- _READING TEXT_:
Associate Professor of Physics

Granular Media: Experimental Kinetic Theory

Granular materials are collections of particles, such as grains in a silo. They can measure mere microns, as in pharmaceutical powders, or hundreds of meters, as in the giant particles which constitute the rings of Saturn. A fundamental understanding of granular systems, comparable to the current understanding of fluids and solids, does not exist, and that is what Mark Shattuck is working towards.

Dr. Shattuck studies flowing granular material using a combination of laboratory experiments, molecular dynamics, and numeric integration of continuum models. His goal is a predictive model such as exists for gases and fluids. Whereas gases and fluids are systems in equilibrium, where an equal exchange of energy occurs between the system and its environment, granular flows, which constantly dissipate energy through friction or collisions between particles, are in nonequilibrium. “The basic assumptions used to derive current theories of granular flow are similar to those of normal fluids but are clearly violated for some granular systems,” says Dr. Shattuck. “The goal of my experiments is to determine the conditions under which these theories can be used to calculate accurate results and to extend the theories to encompass a broader range of situations.”

- _INSTRUCTIONS_:
(1) In the granular media text, what are the giant particles given as an example at the large end of the size range?
(2) Copy the granular media text word for word, starting with "Granular Media: Experimental" and going on through "is working towards.".

- _INPUT DATA_:
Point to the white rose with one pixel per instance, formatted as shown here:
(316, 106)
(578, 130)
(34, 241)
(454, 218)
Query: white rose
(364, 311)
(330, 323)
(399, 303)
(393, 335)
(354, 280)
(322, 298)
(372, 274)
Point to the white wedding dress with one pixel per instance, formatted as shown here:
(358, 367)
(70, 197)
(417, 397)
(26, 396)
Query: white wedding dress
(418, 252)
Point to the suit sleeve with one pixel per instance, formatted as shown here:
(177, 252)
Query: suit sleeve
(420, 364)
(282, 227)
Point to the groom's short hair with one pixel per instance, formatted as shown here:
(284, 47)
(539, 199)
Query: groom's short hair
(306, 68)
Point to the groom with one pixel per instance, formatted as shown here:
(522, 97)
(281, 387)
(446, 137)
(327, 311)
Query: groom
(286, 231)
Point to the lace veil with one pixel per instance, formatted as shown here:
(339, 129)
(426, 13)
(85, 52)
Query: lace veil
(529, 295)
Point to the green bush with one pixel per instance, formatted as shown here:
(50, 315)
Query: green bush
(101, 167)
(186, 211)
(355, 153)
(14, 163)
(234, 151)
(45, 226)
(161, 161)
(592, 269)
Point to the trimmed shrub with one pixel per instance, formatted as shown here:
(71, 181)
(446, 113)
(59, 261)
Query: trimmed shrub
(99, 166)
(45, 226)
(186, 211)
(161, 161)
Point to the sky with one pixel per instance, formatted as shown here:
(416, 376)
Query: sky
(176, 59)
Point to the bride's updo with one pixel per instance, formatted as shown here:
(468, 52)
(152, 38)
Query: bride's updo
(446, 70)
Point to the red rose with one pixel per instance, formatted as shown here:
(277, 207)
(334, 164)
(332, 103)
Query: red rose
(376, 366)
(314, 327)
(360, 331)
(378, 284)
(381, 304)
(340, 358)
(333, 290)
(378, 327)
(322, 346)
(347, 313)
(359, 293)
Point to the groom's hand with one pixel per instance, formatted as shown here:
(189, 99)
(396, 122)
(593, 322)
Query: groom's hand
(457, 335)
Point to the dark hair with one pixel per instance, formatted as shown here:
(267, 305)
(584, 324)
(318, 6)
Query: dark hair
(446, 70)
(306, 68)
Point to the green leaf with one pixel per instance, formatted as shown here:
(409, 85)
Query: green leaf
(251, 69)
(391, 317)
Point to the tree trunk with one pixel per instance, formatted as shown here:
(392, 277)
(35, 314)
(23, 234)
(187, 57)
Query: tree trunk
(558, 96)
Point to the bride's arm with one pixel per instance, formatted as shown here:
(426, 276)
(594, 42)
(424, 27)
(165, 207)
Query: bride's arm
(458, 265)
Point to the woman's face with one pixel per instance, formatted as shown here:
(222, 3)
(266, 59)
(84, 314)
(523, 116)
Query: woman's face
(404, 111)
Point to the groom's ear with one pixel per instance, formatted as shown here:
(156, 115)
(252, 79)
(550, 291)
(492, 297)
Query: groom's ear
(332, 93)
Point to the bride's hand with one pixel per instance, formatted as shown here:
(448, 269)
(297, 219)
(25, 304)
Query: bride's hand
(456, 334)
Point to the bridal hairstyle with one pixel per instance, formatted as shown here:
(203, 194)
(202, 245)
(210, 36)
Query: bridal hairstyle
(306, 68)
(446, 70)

- _ANSWER SET_:
(1) The particles that make up the rings of Saturn.

(2)
Granular Media: Experimental Kinetic Theory

Granular materials are collections of particles, such as grains in a silo. They can measure mere microns, as in pharmaceutical powders, or hundreds of meters, as in the giant particles which constitute the rings of Saturn. A fundamental understanding of granular systems, comparable to the current understanding of fluids and solids, does not exist, and that is what Mark Shattuck is working towards.